SET PROBLEM —
Reproduce the data verbatim, starting at the line with "[spot] the person holding" and continuing through the end of the data.

GIVEN RECORDS —
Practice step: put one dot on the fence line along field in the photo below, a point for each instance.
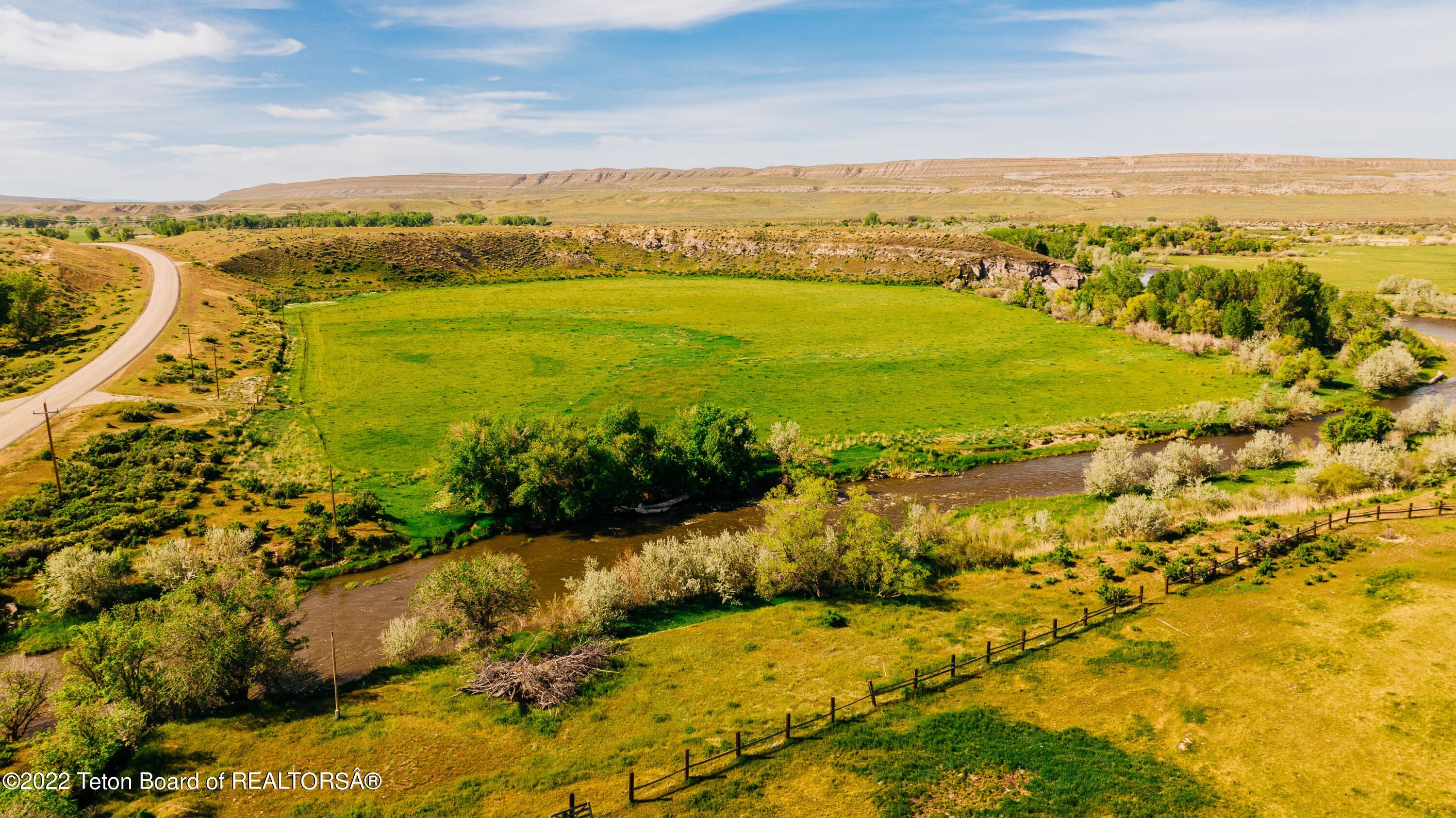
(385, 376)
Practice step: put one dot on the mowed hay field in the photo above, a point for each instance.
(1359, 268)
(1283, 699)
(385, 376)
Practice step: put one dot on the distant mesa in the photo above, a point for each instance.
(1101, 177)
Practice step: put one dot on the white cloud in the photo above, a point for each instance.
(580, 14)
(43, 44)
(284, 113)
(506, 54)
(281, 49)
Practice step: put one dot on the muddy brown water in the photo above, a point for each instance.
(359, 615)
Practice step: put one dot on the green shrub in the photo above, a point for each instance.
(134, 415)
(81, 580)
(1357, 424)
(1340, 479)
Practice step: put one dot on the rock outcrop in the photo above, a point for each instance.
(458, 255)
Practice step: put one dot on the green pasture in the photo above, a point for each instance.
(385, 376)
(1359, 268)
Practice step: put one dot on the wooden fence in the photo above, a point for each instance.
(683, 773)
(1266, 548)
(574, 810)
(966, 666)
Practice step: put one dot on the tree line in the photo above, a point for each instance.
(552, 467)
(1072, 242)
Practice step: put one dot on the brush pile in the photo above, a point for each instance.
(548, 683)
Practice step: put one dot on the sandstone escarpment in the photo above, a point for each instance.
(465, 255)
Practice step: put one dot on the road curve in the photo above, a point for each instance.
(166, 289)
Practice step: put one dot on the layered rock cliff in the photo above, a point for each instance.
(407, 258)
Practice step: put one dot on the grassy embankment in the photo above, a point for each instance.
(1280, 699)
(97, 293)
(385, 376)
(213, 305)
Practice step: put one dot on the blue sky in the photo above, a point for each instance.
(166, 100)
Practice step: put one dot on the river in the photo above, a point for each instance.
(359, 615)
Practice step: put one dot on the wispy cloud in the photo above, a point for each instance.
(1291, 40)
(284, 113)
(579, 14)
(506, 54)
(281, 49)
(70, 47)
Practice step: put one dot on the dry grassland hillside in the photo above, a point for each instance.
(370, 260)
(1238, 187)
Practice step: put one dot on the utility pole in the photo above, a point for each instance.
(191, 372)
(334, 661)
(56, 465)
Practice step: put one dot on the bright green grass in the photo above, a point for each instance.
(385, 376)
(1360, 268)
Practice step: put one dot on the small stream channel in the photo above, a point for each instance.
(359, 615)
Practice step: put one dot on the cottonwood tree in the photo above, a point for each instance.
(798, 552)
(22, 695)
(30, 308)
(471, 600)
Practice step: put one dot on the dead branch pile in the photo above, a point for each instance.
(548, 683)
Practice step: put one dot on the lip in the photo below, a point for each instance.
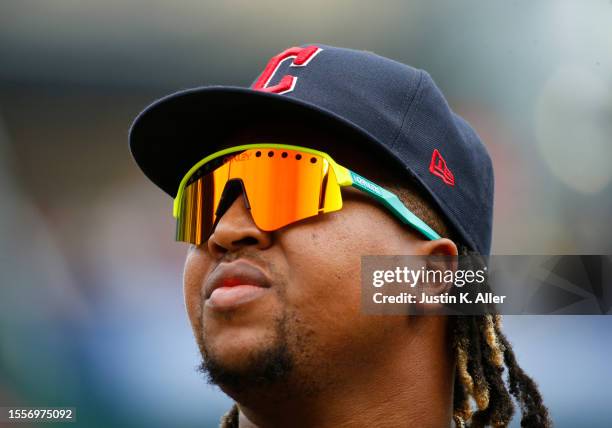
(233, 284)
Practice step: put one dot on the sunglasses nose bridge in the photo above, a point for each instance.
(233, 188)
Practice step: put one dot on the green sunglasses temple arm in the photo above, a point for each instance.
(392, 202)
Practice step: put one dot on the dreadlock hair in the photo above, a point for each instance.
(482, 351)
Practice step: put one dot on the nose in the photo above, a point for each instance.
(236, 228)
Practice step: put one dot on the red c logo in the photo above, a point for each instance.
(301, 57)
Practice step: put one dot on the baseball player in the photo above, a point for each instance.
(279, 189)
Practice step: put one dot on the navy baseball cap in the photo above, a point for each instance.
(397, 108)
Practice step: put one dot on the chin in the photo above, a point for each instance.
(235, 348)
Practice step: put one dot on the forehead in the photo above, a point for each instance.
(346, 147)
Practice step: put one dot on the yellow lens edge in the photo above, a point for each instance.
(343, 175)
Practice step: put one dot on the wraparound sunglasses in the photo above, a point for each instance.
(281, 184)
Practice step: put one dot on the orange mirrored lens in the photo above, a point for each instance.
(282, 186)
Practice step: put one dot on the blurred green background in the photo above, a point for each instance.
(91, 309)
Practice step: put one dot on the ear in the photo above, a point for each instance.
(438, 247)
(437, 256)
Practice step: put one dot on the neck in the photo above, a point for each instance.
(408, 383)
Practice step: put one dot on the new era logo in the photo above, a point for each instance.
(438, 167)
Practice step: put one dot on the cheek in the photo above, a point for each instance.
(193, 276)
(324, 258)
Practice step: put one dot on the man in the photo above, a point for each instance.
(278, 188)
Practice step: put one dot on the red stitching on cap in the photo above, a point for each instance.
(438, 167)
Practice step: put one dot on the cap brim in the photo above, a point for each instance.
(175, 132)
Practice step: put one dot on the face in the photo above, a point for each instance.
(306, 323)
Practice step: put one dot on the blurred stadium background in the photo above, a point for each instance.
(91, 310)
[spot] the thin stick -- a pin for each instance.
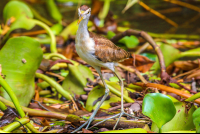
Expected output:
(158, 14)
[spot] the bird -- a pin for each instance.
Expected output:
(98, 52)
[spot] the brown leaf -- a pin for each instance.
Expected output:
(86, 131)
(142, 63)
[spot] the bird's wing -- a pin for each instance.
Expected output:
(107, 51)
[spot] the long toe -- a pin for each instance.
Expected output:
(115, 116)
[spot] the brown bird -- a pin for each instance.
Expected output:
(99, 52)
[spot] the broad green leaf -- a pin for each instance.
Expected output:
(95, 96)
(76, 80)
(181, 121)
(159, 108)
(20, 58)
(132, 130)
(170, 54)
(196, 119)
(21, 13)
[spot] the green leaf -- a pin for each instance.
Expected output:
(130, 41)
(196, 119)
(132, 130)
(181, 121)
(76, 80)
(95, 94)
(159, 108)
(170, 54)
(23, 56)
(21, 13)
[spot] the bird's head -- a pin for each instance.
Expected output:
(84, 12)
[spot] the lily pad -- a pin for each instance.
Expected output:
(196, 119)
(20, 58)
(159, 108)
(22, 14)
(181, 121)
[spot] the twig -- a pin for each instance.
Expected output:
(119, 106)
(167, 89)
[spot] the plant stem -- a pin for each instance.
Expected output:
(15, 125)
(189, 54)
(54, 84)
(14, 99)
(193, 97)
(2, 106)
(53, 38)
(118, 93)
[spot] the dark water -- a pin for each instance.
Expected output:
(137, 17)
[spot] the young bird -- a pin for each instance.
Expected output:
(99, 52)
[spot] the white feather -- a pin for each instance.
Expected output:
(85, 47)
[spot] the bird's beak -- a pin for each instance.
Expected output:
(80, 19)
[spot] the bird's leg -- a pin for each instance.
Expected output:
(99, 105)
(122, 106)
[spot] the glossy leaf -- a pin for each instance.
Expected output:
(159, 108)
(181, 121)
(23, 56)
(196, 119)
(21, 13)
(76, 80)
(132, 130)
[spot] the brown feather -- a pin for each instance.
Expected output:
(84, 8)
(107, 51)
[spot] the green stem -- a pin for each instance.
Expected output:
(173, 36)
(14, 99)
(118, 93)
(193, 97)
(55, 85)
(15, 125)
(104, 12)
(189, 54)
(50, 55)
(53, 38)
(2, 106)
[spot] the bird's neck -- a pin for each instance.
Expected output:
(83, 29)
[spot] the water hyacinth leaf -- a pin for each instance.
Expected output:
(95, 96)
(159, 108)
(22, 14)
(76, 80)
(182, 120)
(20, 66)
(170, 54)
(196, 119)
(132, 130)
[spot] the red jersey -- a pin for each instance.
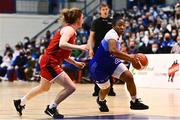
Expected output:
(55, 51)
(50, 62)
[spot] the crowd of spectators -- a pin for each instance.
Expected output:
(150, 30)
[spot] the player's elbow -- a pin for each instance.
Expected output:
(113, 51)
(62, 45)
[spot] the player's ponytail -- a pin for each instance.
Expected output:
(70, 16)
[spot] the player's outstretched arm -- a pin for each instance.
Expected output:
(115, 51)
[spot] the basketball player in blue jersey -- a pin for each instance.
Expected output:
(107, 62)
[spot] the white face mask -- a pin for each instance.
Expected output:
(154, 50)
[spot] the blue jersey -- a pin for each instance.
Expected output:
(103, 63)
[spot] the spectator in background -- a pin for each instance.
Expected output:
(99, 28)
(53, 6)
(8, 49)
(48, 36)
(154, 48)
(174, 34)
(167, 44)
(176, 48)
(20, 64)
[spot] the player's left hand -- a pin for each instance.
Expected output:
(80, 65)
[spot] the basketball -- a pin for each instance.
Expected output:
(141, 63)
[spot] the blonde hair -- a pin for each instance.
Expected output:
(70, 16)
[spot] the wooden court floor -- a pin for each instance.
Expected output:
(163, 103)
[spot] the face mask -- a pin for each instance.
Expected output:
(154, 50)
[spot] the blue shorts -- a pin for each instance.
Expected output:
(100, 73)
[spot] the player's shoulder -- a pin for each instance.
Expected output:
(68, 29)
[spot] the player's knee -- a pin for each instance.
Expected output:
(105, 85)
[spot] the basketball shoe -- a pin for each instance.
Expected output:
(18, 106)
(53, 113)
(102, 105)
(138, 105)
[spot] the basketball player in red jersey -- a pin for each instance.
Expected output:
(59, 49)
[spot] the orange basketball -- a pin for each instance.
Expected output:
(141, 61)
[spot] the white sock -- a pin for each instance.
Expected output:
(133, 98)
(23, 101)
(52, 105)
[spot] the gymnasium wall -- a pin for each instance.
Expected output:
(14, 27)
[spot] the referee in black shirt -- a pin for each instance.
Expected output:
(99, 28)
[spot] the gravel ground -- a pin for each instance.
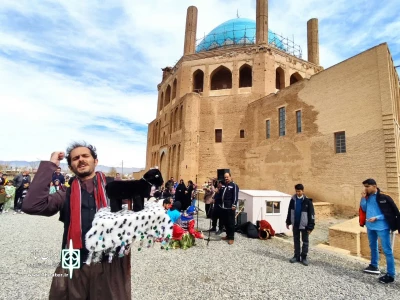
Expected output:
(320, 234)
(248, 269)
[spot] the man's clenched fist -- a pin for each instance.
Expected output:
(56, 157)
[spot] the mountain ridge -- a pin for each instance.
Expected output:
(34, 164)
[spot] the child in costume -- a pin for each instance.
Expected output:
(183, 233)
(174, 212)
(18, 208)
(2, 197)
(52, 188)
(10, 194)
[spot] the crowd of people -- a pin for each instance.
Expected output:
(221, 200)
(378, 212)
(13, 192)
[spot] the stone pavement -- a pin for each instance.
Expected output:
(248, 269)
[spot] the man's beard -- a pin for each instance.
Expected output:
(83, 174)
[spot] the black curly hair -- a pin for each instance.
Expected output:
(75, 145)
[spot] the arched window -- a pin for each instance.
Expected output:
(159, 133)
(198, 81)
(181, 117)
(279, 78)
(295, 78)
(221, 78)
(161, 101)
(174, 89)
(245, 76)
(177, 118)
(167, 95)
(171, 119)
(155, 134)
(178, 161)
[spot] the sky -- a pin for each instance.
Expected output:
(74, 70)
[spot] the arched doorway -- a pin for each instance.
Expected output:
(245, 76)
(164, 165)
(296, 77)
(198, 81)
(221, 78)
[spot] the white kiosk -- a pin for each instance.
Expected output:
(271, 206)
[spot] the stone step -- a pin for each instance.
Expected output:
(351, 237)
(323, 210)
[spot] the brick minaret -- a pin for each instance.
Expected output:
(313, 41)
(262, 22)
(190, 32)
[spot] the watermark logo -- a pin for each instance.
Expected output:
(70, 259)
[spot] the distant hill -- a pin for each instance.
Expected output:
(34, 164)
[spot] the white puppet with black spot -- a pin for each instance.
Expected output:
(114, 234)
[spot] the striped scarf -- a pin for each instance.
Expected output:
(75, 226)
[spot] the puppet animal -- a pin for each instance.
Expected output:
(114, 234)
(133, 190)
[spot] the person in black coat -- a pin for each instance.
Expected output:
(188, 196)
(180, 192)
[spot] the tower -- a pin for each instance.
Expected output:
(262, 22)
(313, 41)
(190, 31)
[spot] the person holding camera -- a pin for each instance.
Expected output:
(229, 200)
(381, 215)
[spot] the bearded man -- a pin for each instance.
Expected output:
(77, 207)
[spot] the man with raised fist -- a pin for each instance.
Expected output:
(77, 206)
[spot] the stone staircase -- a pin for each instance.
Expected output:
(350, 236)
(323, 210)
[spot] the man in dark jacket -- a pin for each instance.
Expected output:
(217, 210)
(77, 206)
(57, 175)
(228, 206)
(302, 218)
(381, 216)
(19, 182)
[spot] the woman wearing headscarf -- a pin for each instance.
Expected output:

SOLUTION TO THE EXERCISE —
[spot] the person holding camera -- a pin for each instance.
Expected output:
(229, 200)
(381, 215)
[spot] the bearded man -- a pin for each instance.
Expected output:
(77, 207)
[spot] the man with raised fist -- a pin for each instance.
Expected output:
(77, 206)
[spot] the stone staircase -- a pin for each instance.
Expected output:
(350, 236)
(323, 210)
[spot] the man in dark jacket -- a pin for each instance.
Expected output:
(217, 210)
(77, 206)
(57, 175)
(228, 206)
(302, 218)
(381, 216)
(19, 182)
[spot] the woman wearing headscarf -- a pin for each instance.
Expected output:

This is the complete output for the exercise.